| Objective 1 |
Decide whether each statement below agrees with the passage on Lesotho's textile industry that follows. Answer yes or no for each, and quote the words of the passage that settle it.
(a) Lesotho hosts 38 textile producers, and 21 of them are Taiwanese.
(b) Some Basotho own factories in the textile sector.
(c) The Lesotho Precious Garments factory employs 400 Chinese workers.

The country's biggest private sector employer by far is the textiles industry. The kingdom hosts 38 textile producers, including 21 Taiwanese and two Chinese. It has been stimulated by the African Growth and Opportunities Act (AGOA), a U.S. trade agreement that allows African countries to export goods to the U.S. tariff-free.

In the Lesotho Precious Garments factory, a Chinese supervisor uses Sotho to urge women packing navy blue "Greg Norman" polo shirts to speed up, after switching from his native language when speaking to a colleague through a walkie-talkie. Chien Fu-Chin, the Taiwanese general manager, says the factory employs 140 Chinese among its 4,000-strong work force.

Yet, in spite of Lesotho hosting the textile industry for more than a decade, there are no Basotho factory owners in the sector. And with concerns that AGOA might not be renewed after 2015 as African-based textile producers face heated competition from Asian producers such as Vietnam and Bangladesh, questions remain about the long-term sustainability of the industry in the kingdom.

Thus the government is looking to China in the hope of luring new investment in manufacturing. "It's more a reflection of the aggressiveness of Chinese business into this part of the world and the withdrawal of European companies," says Joshua Setipa, chief executive of the Lesotho National Development Corporation.

| Objective 2 |
List every line of the rows below that contains the word "outcrop". Case counts.

| Data records |
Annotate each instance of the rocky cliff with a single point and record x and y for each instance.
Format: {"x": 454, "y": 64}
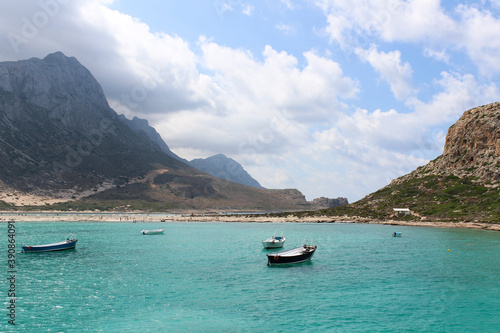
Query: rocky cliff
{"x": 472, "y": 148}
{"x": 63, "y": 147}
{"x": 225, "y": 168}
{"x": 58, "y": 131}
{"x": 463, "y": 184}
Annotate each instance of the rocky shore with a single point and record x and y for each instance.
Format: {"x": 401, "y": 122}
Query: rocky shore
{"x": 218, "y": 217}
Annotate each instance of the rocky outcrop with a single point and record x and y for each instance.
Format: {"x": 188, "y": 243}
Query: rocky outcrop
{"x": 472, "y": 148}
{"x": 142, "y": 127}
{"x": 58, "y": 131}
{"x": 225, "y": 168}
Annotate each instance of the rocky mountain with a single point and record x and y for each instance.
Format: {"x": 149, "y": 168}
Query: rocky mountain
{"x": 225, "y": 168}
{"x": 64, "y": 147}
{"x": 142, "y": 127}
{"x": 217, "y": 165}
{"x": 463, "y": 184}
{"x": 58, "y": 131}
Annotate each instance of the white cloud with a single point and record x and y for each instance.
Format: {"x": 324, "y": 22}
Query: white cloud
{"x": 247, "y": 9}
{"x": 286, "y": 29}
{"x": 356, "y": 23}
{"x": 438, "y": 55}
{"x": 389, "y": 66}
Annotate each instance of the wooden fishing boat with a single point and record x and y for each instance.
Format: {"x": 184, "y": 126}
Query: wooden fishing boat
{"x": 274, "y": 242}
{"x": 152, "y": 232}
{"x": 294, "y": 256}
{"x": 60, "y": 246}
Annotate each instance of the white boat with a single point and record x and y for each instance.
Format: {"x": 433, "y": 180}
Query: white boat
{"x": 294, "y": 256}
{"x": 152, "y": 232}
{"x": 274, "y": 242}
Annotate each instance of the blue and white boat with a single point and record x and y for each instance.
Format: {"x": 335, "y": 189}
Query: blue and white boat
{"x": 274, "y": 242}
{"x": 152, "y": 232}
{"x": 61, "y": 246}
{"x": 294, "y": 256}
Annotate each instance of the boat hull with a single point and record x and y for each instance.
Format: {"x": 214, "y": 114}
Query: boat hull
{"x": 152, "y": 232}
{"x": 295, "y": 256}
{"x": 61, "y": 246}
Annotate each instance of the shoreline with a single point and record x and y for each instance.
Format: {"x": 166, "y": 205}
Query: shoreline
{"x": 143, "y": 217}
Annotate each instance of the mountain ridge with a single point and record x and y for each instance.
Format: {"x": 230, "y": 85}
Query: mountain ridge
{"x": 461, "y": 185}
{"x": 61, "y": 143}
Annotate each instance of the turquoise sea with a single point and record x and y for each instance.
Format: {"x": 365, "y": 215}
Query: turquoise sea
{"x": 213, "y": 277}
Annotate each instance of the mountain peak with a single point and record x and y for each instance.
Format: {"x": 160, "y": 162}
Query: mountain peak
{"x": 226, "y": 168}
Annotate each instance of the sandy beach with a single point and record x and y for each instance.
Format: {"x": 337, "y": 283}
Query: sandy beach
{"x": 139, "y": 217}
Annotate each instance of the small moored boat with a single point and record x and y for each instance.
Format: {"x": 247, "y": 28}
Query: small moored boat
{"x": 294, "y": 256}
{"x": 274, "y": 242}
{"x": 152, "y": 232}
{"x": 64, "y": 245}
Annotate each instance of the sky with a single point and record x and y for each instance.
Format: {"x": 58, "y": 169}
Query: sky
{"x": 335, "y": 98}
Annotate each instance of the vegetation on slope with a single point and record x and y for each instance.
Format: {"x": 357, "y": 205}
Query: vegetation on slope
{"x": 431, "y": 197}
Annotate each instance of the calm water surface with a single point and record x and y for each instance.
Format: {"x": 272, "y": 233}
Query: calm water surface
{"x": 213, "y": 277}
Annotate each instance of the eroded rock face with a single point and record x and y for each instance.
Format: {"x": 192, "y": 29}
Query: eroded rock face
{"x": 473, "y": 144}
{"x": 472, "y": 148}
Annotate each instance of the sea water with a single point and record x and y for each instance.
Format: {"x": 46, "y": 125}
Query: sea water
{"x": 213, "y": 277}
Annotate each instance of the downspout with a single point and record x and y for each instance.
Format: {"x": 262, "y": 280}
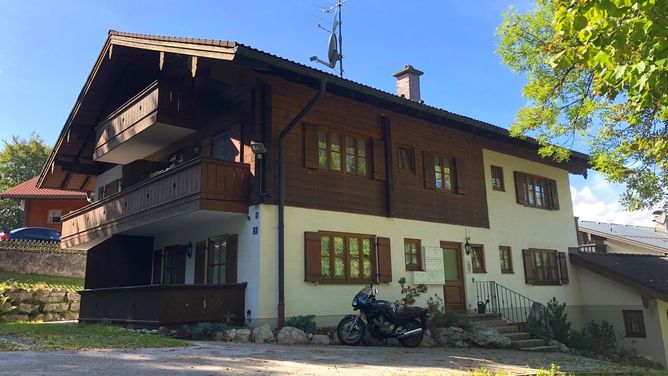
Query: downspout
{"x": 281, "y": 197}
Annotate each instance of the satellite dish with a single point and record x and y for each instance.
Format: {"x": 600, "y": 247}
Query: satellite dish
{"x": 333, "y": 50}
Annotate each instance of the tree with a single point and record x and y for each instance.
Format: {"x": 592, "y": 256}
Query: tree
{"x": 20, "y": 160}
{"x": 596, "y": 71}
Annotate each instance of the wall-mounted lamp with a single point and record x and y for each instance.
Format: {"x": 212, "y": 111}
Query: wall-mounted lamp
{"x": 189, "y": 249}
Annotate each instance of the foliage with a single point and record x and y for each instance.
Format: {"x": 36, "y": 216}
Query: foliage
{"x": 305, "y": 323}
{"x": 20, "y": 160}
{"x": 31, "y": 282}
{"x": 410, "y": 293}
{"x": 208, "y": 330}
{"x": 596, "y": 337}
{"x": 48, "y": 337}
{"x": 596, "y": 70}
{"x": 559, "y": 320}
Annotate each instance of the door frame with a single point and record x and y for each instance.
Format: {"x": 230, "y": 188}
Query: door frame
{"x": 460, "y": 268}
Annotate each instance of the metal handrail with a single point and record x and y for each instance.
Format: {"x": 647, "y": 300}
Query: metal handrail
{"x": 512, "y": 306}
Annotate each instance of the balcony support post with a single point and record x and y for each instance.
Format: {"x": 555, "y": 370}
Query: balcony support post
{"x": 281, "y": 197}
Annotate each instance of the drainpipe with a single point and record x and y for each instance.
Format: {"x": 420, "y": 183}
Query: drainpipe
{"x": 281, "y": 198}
--
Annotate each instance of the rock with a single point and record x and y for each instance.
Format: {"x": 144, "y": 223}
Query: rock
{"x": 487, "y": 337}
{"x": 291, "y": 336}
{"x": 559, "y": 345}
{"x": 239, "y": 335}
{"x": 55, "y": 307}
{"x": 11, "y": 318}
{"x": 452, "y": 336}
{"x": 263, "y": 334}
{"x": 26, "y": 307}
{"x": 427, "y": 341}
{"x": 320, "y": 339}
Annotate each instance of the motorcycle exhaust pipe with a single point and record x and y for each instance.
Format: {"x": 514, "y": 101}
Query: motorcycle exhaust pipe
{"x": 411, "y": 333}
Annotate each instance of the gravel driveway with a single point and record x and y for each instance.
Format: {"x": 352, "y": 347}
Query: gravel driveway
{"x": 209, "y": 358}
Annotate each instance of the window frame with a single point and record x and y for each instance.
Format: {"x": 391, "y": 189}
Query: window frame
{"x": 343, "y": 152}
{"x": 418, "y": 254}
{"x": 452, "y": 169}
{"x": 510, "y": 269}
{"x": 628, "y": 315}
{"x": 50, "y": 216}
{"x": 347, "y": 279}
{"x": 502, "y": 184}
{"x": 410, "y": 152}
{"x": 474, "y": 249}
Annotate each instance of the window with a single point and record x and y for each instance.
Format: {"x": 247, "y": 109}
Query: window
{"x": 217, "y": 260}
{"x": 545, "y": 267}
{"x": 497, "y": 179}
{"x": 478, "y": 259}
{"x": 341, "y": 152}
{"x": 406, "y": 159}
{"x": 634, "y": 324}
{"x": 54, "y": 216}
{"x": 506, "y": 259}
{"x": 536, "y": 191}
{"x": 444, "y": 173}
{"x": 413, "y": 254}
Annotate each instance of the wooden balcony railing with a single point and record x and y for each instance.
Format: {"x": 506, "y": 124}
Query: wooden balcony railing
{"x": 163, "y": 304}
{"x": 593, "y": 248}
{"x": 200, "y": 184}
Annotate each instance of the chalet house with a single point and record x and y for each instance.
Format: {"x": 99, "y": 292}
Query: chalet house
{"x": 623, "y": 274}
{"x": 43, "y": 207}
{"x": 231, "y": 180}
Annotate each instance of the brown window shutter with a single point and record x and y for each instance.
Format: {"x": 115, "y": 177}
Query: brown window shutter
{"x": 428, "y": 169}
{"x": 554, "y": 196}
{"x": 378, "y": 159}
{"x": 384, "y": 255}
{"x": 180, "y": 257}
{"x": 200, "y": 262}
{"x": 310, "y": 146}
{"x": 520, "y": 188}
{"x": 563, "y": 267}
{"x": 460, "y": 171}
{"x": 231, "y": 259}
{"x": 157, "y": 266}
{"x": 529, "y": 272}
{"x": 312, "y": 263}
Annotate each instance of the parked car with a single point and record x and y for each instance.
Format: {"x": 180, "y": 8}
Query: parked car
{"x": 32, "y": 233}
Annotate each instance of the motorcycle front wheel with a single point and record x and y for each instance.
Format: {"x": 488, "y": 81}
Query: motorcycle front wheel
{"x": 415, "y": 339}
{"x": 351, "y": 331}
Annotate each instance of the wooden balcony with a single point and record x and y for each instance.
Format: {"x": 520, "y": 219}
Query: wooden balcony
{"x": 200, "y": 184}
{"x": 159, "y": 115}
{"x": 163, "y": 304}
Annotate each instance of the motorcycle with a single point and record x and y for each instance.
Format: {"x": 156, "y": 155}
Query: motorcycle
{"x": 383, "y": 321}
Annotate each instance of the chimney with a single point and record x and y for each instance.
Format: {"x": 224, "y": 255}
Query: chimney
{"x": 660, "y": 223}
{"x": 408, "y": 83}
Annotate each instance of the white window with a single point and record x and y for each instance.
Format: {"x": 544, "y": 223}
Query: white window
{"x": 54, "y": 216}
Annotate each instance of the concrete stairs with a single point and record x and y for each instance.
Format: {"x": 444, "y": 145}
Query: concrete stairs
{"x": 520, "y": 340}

| Correct output 1 |
(a) Yes: "The kingdom hosts 38 textile producers, including 21 Taiwanese and two Chinese."
(b) No: "there are no Basotho factory owners in the sector."
(c) No: "the factory employs 140 Chinese among its 4,000-strong work force."

| Correct output 2 |
Annotate each instance of the rocky outcrop with a single point and record x and y for each instance.
Query: rocky outcrop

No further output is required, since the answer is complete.